Você pode retomar o texto sobre metas empresariais e demissão de executivos-chefes, continuando-o logo após a última frase apresentada?

TEXTO DE ORIGEM
◆ ◆ ◆ ◆
É justamente agora, no auge da incerteza sobre a política e a economia do país no curto e médio prazos, que a maioria das empresas brasileiras está entrando na época de seu exercício de planejamento estratégico e fixação de metas para o próximo ano fiscal. Não é exatamente a melhor hora, certo? É claro que, a essa altura do campeonato, os administradores já devem estar mais do que acostumados a elaborar objetivos. Afinal, o discurso de busca de metas já está fincado na praça há um século, a febre do benchmarking já tem suas décadas, e mesmo a nova mania do mercado, a ferramenta de distribuição e controle de metas do Balanced Scorecard, já existe desde o começo dos anos 90. Infelizmente, parece que, pelo menos nesse caso, o hábito não faz o monge. Se criar metas é uma atitude cada vez mais corriqueira, cumpri-las… bem, cumpri-las não tem sido exatamente uma prática religiosa. E tudo leva a crer que a situação está piorando.

É o que indica, por exemplo, um estudo da consultoria Booz-Allen & Hamilton que avaliou os motivos de demissão dos executivos-chefes nas 2500 maiores empresas do mundo nos últimos seis anos. Em 1995, mais de 70% das saídas eram transições regulares (sucessão planejada, aposentadoria, fim do prazo do contrato). Agora, são menos de 50%. Ganharam espaço as mudanças de comando causadas por fusão de empresas ou por má atuação dos executivos. Os CEOs demitidos por desempenho insatisfatório – ou seja, não cumprimento de metas – passaram de 16%, em 1995, para 29% em 2000 e para 26% em 2001. “A pressão por desempenho cresceu muito”, diz Ivan de Souza, sócio-vice-presidente da Booz-Allen para a América Latina.

Com isso, a vida útil do executivo-chefe na empresa vem diminuindo de maneira consistente. Em 1995, um CEO ficava em média 9,5 anos no cargo. Esse tempo caiu para 9,2 anos em 1998, 8,1 anos em 2000 e 7,3 anos em 2001. Os dados são principalmente americanos, europeus e japoneses, mas a tendência, observada qualitativamente por profissionais da contratação de altos executivos, também vale no Brasil. “Caiu principalmente o tempo médio no cargo dos CEOs que saíram por desempenho”, diz Souza. Antes, esperavam-se sete anos para demitir. Agora, lucros insatisfatórios levam à demissão em 4,6 anos, em média. Quer dizer, diminuiu consideravelmente a paciência dos acionistas com a falta de resultados. “Talvez esse tempo seja curto demais para realizar mudanças profundas de forma segura”, diz Souza. “É preocupante, mas é, ou pelo menos foi até agora, a realidade do mercado.”
◆ ◆ ◆ ◆
TRECHOS DE DADOS

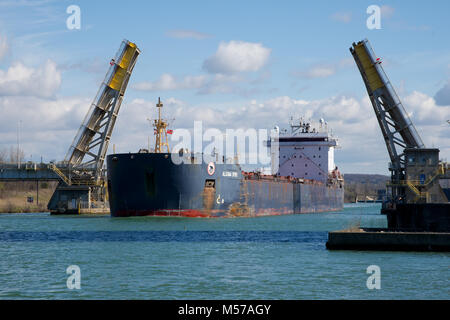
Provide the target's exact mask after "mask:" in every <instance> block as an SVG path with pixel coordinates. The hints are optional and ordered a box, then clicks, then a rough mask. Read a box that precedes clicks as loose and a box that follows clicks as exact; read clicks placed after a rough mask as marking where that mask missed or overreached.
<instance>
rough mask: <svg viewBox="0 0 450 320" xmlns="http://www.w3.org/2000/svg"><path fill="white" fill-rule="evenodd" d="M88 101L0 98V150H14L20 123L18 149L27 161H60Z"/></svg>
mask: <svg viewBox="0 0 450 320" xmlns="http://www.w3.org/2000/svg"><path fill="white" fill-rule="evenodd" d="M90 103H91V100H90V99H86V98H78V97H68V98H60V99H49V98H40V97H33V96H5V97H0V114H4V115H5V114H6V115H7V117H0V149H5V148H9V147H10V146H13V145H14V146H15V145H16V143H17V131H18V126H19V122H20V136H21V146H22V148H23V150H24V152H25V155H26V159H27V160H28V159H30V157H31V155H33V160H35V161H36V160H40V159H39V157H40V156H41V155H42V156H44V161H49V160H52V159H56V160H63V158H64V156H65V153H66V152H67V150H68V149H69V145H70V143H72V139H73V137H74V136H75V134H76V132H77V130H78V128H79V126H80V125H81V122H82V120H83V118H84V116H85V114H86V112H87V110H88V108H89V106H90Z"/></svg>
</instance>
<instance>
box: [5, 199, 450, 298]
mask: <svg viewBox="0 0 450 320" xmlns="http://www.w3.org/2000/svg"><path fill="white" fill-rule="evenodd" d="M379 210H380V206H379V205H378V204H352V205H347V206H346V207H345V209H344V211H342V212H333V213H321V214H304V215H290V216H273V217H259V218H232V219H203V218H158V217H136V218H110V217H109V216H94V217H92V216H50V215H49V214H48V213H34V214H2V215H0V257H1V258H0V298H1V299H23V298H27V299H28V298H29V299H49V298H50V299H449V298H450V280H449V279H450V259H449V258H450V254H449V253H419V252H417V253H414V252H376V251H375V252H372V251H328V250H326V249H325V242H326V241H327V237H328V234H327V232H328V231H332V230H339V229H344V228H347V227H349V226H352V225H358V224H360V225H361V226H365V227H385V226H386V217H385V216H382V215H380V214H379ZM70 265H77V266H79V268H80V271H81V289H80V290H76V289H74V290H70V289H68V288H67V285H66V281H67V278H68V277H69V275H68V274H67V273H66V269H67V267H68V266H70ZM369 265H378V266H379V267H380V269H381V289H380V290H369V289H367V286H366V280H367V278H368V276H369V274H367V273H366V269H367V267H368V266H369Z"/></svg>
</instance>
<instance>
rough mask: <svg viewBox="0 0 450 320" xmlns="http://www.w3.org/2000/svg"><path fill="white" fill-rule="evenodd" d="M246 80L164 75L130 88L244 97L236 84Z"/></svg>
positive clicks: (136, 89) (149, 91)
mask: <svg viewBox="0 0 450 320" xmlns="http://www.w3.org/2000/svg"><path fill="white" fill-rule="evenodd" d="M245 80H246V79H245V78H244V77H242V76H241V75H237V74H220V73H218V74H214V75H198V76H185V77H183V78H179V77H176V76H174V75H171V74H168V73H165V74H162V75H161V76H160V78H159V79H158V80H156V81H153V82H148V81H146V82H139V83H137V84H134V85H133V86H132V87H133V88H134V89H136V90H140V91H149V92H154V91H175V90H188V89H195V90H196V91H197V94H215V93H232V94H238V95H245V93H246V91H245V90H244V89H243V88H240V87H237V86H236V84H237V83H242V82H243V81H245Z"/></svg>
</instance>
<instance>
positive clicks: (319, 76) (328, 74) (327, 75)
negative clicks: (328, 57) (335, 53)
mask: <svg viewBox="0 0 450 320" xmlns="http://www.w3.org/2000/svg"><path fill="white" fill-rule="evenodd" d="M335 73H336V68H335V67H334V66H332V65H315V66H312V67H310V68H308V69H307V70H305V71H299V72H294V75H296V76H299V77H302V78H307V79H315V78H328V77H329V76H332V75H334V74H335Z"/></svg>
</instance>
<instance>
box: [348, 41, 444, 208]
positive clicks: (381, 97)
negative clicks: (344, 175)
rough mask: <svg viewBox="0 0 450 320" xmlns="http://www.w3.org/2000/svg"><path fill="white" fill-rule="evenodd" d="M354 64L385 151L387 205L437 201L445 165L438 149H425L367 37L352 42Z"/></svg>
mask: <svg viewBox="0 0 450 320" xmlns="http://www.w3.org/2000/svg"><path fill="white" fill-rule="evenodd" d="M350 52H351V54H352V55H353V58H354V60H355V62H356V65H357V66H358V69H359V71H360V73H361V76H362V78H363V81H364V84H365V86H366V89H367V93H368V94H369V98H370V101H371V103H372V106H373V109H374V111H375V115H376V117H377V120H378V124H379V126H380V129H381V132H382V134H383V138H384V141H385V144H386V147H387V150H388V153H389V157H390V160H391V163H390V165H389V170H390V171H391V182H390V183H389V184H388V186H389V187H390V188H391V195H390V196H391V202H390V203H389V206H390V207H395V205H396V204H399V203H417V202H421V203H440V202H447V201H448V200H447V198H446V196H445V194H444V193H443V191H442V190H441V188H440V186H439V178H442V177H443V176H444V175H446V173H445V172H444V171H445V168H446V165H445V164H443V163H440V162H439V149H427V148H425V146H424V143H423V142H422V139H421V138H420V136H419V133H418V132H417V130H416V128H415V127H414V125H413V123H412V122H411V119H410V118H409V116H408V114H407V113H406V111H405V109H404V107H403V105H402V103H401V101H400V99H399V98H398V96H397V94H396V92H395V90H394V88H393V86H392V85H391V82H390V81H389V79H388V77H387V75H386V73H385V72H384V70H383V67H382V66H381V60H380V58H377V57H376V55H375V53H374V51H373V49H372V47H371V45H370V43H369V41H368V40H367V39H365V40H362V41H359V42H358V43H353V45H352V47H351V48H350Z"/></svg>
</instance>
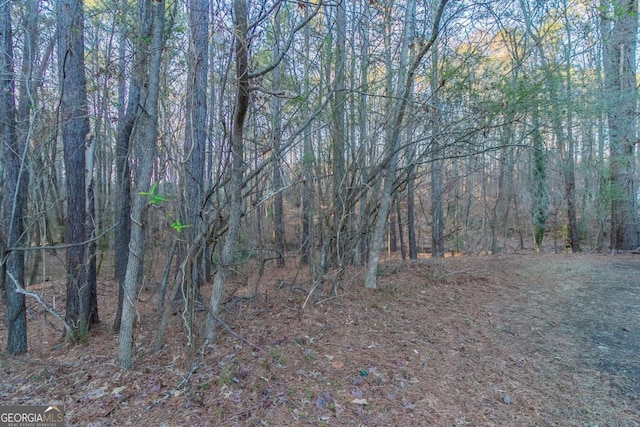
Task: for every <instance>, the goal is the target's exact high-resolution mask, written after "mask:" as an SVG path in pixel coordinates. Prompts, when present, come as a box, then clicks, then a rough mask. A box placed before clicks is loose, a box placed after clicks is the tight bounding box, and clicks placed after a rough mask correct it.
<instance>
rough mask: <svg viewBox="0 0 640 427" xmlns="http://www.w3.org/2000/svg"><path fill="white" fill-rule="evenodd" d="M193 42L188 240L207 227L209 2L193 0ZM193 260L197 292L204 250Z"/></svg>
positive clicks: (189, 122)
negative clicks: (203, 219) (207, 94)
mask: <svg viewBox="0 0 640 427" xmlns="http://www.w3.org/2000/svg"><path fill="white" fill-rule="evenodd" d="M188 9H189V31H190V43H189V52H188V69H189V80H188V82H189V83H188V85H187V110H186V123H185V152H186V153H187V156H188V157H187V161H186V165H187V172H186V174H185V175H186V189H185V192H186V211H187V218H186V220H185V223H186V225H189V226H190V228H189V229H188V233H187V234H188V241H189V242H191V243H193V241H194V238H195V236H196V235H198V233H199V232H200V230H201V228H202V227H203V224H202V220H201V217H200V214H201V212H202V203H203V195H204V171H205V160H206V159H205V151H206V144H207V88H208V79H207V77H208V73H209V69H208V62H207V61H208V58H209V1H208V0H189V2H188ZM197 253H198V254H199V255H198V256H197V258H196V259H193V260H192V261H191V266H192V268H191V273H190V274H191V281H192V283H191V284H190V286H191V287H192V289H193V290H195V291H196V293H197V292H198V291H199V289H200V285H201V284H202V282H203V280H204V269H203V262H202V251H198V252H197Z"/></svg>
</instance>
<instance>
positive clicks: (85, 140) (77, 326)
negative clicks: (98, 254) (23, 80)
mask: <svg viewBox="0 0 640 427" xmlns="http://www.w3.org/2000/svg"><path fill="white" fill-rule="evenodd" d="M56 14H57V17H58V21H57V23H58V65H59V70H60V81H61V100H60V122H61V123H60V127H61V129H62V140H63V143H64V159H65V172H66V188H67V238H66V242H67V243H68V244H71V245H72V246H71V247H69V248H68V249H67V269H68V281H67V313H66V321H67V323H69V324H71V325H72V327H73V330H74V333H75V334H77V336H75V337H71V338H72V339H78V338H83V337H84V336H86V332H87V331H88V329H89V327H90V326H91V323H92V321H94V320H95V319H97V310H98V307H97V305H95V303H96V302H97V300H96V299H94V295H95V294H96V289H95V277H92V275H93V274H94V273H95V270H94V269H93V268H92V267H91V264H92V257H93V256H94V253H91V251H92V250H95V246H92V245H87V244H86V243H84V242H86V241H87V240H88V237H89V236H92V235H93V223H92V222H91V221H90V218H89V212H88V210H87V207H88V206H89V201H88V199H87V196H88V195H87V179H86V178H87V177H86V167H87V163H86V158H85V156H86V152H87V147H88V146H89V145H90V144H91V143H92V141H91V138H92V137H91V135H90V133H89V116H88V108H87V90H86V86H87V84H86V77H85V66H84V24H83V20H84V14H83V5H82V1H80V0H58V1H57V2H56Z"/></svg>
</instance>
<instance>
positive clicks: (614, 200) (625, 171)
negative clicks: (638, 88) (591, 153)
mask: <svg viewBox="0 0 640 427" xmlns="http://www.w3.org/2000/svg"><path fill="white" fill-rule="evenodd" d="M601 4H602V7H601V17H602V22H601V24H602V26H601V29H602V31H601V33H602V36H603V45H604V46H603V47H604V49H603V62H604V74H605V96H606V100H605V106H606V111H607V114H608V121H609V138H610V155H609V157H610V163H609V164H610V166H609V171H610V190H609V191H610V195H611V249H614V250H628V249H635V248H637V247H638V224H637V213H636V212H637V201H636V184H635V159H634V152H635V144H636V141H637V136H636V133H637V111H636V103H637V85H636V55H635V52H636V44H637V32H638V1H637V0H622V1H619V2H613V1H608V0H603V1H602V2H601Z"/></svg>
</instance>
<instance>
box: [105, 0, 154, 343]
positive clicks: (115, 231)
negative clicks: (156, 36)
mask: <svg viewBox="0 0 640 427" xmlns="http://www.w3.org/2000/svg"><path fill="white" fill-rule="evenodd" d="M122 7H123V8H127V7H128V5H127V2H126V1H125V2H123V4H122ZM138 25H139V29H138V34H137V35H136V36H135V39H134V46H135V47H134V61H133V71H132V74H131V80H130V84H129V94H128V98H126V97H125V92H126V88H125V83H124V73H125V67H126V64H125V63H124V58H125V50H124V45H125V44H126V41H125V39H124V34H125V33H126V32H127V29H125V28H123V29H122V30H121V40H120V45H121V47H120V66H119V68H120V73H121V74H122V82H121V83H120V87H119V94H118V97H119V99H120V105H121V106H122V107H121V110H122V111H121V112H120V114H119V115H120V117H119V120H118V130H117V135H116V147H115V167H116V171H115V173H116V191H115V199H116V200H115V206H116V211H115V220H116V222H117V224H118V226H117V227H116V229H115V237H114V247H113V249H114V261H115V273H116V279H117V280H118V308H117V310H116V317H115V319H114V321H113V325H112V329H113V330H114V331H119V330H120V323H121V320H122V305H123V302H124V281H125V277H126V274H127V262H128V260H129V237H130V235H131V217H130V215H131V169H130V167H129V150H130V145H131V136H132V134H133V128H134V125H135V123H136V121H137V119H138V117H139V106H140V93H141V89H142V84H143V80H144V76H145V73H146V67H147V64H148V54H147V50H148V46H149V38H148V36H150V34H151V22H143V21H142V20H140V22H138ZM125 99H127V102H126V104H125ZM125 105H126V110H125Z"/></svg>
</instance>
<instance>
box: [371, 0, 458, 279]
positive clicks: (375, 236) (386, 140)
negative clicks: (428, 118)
◆ ◆ ◆ ◆
RESPOSTA ESCRITA
O “foi até agora” da frase acima se explica pela perspectiva de tudo mudar com o estoura da bolha da Nova Economia. Durante mais de uma década, muitas metas foram fixadas com base em expectativas irreais e atingidas com a ajuda de uma contabilidade no mais das vezes, digamos, duvidosa (ou criativa, para usar o eufemismo em voga nos Estados Unidos). Como disse o consultor financeiro americano Darrell Dusina, em carta à revista Fortune, em junho passado: “O objetivo de crescer, normalmente com índices de dois dígitos, tem estado em todos os planos estratégicos que eu já li, e aparece ano após ano, não importa se há recessão, terrorismo, redução de investimentos ou qualquer outro problema”. Essa situação é vivida por Edílson Fusetti, presidente no Brasil da empresa de consultoria de informática EMC. “A meta que tivemos para o primeiro semestre foi faturar a cada trimestre 30% mais que no anterior. É uma meta agressiva, mas temos conseguido nos manter dentro dela”, diz Fusetti. “Para isso, tratamos todas as oportunidades de venda com ‘a’ oportunidade.”

É no mínimo curioso, como nota o consultor Paulo Apsan, que está deixando a presidência da Arthur D. Little para criar uma consultoria própria: “Se todas as empresas crescem dois dígitos, como é que a economia só cresce 3% ou 5%?” Essa ditadura das metas contribuiu para levar empresas sempre tidas com respeitáveis a cometer desde deslizes corriqueiros até falcatruas abomináveis. “Mas é preciso tomar cuidado com o pêndulo”, diz Apsan. “Não é bom ter metas absolutas, em que os fins justificam os meios, mas não se pode abandonar as metas. Toda empresa precisa delas.” O momento, segundo ele, é de incorporar ou fortalecer uma visão filosófica, de discutir os valores éticos e a contribuição social da empresa. “Todas a nossa teoria de administração é baseada no conhecimento da economia e do negócio, na criação capacitações e na dinâmica psicológica de levar as pessoas a se superar”, afirma Apsan. “Para equilibrar isso, é preciso ter a missão social presente.” Em suma: sem um forte espírito ético, as metas são um convite ao vale-tudo. Quanto mais agressivas, maior a tentação para o lado escuro. “Para nós, consultores, é duro”, diz Apsan. “Você está ouvindo isso de uma cara que viveu 30 anos vendendo o mantra ’planeje, tenha metas, remunere seus executivos’. Mas, sem regras de bom senso, as metas podem levar a essa desgraça que está aí.”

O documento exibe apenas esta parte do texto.